TAREFAS DO EXERCÍCIO:
[A] Liste as expressões que o texto sobre Bispo do Rosário cita, entre aspas, do primeiro prontuário médico para descrever o paciente.
[B] Dê prosseguimento ao texto sobre Bispo do Rosário, começando logo após a última frase apresentada.

TRECHO DO DOCUMENTO:
▼▼▼

Bispo do Rosário e sua arte de ‘enlouquecer’ os signos

Um detalhe chama a atenção no primeiro prontuário médico escrito sobre Arthur Bispo do Rosário. Descrito como “calmo, de olhar vivo”, com “ares de importância” e “fisionomia alegre”, o paciente também podia associar “ideias com extravagância”.
Não parece o diagnóstico de um louco, mas esse documento atestou loucura suficiente para que o artista sergipano, que morreu aos 80, em 1989, ficasse internado primeiro no hospício da Praia Vermelha e mais tarde na Colônia Juliano Moreira, no Rio.
Encontrado agora, esse prontuário, que será publicado pela primeira vez, é a peça-chave de uma extensa pesquisa da psicóloga Flavia Corpas e do crítico de arte Frederico Morais- que acaba de ganhar forma de livro.
Entre outros fatos, “Arte Além da Loucura” dá detalhes sobre o surto que levou Bispo do Rosário a ser trancafiado num hospício e sobre sua vida antes, como lutador de boxe e oficial da Marinha.
São dados que dissolvem uma série de mitos, em um momento de redescoberta da obra de Bispo do Rosário, exaltado como figura central da última Bienal de São Paulo e ocupando agora uma sala na Bienal de Veneza, com seus mantos e estandartes.
“Ele não vivia em estado permanente de delírio, sabia das coisas”, diz Morais, em entrevista à Folha. “Essa ideia meio romântica da loucura não existe. Ele sabia o que estava fazendo o tempo todo e se tornou uma figura poderosa dentro do hospital. Há uma ordem interna muito forte no trabalho dele.”
Mesmo que não falasse sobre o passado, detalhes de sua vida estão documentados nos estandartes que bordou: da infância numa fazenda de cacau na Bahia à ida ao Rio como marinheiro, passando por sua carreira de pugilista.

▲▲▲

REGISTROS FORNECIDOS:
▼▼▼

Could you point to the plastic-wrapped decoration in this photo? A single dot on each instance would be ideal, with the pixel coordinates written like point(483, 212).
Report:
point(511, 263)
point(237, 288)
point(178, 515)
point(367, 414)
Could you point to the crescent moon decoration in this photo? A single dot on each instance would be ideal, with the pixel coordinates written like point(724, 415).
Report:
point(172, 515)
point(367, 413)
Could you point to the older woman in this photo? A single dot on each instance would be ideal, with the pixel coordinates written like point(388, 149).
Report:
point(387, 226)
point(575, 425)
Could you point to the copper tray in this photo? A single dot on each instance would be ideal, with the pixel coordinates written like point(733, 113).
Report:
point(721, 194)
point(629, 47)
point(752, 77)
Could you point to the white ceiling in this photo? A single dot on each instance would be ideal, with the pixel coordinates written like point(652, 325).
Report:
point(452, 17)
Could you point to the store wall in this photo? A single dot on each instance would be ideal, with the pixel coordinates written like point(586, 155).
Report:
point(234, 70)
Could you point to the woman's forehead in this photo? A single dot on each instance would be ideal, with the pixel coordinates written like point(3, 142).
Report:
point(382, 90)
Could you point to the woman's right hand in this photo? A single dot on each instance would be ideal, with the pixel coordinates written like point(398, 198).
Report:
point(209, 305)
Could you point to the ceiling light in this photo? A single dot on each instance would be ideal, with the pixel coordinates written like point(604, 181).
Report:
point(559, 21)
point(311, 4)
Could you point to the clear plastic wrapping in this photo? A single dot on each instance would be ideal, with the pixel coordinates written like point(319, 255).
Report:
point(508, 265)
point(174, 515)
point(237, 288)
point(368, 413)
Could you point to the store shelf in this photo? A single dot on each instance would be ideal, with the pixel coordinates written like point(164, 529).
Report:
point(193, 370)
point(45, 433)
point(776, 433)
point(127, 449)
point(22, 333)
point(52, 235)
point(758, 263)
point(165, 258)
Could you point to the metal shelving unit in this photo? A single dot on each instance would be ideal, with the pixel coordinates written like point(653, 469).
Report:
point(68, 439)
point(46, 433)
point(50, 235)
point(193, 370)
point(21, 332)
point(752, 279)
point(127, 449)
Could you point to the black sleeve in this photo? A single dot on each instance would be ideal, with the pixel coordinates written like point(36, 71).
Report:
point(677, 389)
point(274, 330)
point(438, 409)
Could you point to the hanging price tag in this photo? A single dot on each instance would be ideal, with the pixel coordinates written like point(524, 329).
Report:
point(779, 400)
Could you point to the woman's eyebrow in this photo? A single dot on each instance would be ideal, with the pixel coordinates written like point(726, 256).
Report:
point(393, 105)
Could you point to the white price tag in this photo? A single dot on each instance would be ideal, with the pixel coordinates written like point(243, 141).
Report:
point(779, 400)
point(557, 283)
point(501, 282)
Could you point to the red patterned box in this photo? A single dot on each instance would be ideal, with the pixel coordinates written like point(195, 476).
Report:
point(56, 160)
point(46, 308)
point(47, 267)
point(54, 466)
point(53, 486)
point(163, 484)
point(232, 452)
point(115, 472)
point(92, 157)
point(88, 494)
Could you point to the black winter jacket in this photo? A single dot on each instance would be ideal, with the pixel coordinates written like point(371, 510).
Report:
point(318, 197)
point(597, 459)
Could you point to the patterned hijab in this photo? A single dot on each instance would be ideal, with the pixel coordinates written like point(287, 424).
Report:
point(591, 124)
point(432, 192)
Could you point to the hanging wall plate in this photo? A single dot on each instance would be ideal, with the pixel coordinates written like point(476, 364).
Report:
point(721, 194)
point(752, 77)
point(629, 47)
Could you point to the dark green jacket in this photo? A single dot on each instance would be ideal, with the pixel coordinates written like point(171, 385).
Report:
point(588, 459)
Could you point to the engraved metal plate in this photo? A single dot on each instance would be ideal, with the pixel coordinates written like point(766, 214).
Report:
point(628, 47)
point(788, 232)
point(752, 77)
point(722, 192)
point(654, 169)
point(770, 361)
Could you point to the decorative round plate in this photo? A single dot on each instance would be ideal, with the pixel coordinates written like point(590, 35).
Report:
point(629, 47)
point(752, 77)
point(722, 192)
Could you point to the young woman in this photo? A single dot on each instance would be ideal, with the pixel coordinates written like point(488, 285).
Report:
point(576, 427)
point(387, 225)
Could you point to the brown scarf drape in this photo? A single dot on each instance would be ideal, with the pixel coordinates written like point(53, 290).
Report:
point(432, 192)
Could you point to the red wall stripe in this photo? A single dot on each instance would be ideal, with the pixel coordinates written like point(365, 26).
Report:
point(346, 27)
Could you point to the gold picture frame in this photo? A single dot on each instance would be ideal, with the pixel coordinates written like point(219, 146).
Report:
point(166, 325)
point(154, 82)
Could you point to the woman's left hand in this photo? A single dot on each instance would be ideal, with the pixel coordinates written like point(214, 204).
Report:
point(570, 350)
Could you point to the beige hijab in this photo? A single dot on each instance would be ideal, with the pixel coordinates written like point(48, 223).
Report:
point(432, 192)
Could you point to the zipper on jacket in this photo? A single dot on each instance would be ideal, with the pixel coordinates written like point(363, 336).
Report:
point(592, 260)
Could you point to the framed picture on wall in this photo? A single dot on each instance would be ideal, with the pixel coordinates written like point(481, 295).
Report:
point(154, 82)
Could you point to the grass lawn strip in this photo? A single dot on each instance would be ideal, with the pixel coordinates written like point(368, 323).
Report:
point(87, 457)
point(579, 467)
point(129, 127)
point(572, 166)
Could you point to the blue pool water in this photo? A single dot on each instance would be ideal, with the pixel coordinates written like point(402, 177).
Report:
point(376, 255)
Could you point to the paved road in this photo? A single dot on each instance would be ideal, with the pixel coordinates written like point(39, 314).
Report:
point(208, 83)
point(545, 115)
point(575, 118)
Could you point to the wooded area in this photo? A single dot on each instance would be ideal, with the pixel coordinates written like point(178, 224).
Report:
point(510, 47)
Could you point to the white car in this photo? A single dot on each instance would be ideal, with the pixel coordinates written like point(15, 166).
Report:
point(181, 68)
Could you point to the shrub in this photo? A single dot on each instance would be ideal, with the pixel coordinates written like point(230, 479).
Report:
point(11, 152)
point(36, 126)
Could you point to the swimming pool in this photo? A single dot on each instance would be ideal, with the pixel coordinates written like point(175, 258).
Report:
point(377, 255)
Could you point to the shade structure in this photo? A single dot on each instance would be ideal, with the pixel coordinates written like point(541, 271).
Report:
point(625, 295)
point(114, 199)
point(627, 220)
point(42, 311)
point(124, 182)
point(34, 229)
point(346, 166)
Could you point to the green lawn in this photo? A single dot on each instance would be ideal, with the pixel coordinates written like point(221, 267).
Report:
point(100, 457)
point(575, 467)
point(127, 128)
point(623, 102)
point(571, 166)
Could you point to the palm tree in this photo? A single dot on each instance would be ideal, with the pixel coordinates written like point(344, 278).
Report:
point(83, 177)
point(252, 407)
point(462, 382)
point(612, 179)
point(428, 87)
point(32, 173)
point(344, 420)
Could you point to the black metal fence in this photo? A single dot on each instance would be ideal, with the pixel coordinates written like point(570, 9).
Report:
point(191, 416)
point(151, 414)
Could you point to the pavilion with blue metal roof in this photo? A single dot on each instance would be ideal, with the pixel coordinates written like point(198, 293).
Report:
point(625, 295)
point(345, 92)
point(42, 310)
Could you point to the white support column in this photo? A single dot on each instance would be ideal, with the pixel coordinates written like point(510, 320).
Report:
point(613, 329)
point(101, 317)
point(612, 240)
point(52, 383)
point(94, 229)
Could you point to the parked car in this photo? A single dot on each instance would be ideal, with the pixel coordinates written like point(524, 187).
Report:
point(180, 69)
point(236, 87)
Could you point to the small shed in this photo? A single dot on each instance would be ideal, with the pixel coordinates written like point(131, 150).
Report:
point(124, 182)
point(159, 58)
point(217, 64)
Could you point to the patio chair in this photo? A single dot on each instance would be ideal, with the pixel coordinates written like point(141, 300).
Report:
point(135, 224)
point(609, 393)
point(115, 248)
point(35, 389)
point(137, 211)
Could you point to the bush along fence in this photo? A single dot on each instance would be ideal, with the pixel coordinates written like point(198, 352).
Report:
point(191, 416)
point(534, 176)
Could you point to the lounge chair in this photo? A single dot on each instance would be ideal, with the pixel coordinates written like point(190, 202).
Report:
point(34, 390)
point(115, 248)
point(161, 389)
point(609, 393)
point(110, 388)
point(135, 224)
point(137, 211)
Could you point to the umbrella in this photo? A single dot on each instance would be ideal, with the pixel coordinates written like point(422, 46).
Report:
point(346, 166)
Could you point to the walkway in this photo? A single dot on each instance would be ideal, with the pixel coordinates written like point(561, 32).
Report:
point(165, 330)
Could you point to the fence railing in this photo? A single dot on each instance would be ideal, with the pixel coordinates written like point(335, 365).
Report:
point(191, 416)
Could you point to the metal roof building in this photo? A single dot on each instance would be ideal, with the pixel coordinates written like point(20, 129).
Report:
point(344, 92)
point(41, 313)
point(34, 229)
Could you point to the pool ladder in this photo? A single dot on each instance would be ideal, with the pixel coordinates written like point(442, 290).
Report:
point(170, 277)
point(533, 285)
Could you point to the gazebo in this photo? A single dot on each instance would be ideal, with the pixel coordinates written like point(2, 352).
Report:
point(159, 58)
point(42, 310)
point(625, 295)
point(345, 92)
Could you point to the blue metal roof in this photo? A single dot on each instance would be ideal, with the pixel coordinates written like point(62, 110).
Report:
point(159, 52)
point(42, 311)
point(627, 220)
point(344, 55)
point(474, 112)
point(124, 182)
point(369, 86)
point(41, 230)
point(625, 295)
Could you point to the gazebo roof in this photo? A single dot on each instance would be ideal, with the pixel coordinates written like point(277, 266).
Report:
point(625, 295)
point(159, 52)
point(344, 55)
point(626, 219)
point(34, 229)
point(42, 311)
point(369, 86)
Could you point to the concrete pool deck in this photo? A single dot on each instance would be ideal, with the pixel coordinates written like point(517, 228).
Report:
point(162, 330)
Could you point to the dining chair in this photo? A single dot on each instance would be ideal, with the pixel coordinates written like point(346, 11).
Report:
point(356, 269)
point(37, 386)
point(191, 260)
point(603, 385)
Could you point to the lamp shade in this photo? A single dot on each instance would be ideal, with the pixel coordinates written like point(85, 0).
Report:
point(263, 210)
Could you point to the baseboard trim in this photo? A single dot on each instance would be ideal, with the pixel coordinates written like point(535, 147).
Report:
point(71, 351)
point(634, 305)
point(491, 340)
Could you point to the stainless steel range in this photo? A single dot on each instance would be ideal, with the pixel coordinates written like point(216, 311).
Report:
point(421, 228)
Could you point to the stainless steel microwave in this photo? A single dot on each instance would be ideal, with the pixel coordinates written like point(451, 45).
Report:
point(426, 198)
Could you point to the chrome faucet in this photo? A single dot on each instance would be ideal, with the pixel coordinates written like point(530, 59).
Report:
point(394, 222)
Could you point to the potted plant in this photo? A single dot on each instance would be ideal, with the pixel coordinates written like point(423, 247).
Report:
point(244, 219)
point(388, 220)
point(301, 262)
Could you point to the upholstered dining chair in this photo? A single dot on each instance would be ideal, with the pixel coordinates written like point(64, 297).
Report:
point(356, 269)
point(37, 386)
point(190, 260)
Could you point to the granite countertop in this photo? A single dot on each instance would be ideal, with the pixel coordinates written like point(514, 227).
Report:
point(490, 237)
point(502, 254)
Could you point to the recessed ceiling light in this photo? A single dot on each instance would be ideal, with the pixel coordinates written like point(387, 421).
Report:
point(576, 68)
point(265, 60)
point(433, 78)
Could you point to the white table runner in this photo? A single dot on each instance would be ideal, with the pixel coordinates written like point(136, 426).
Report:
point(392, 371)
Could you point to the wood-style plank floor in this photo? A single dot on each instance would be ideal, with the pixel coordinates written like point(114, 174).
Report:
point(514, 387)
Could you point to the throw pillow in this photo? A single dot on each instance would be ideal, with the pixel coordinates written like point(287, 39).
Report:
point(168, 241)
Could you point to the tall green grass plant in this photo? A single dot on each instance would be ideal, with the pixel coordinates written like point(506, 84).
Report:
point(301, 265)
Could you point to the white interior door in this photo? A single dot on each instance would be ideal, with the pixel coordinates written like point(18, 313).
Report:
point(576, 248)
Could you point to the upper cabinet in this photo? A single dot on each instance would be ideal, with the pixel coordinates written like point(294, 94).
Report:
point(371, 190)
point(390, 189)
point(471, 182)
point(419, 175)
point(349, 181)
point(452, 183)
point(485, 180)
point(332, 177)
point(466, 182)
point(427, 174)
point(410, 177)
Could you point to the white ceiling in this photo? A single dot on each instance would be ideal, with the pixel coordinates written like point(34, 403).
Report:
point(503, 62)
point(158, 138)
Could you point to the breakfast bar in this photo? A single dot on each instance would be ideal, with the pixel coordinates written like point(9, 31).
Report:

▲▲▲

LISTA DE RESPOSTAS:
[A]
- "calmo, de olhar vivo"
- "ares de importância"
- "fisionomia alegre"
- "ideias com extravagância"

[B]
São avalanches de nomes escritos em ordem alfabética, os mais importantes bordados do lado de dentro de seu “Manto da Apresentação”. Além do nome do pai, Bispo lembrou ali alguns adversários que enfrentou no ringue.
LOBO DO MAR
Não eram histórias inventadas. Jornais da época narravam de forma assídua os embates do lutador que nunca foi nocauteado e ficou conhecido como “lobo do mar”, ou “marujo de bronze”, dotado de “dureza granítica”.
Em 1929, reportagem do “A Manhã” descreveu sua primeira luta profissional como “encarniçada”, afirmando que ela “arrancou aplausos pela violência dos lutadores”.
Mas depois que um bonde esmagou um osso de seu pé, Bispo deixou o ringue e foi trabalhar como empregado doméstico na casa da família Leone, uma das mais ricas e poderosas do Rio na época.
Humberto Leone, um dos herdeiros do clã, conta que Bispo era vaidoso e se vestia “com luxo”, usava gravatas de seda e perfume francês.
Isso até o Natal de 1938, quando teve os três sonhos que o levaram a se apresentar num mosteiro como um enviado divino, que veio à Terra numa esteira de nuvens para impedir que o “espírito malíssimo” aqui chegasse.
Naquele primeiro prontuário, estão descritas suas alucinações, entre elas o sonho de uma “chuva de estrelas”, que “explodiam fazendo barulhos incríveis”, como se imaginasse o próprio destino de brilhar noutro ringue.

A obra do esquizofrênico Arthur Bispo do Rosário tornou-se o modelo da arte brasileira de vanguarda no século 20. A sua arte atrai a atenção de especialistas e amadores das artes desde os anos de 1980.
Graças a Instituições como o Museu de Imagens do Inconsciente e ao trabalho de críticos e curadores, sua obra se tornou uma unanimidade, com direito a representar o Brasil na Bienal de Veneza. Bispo é reconhecido como uma espécie de “reencarnação” de aclamados ícones da modernidade.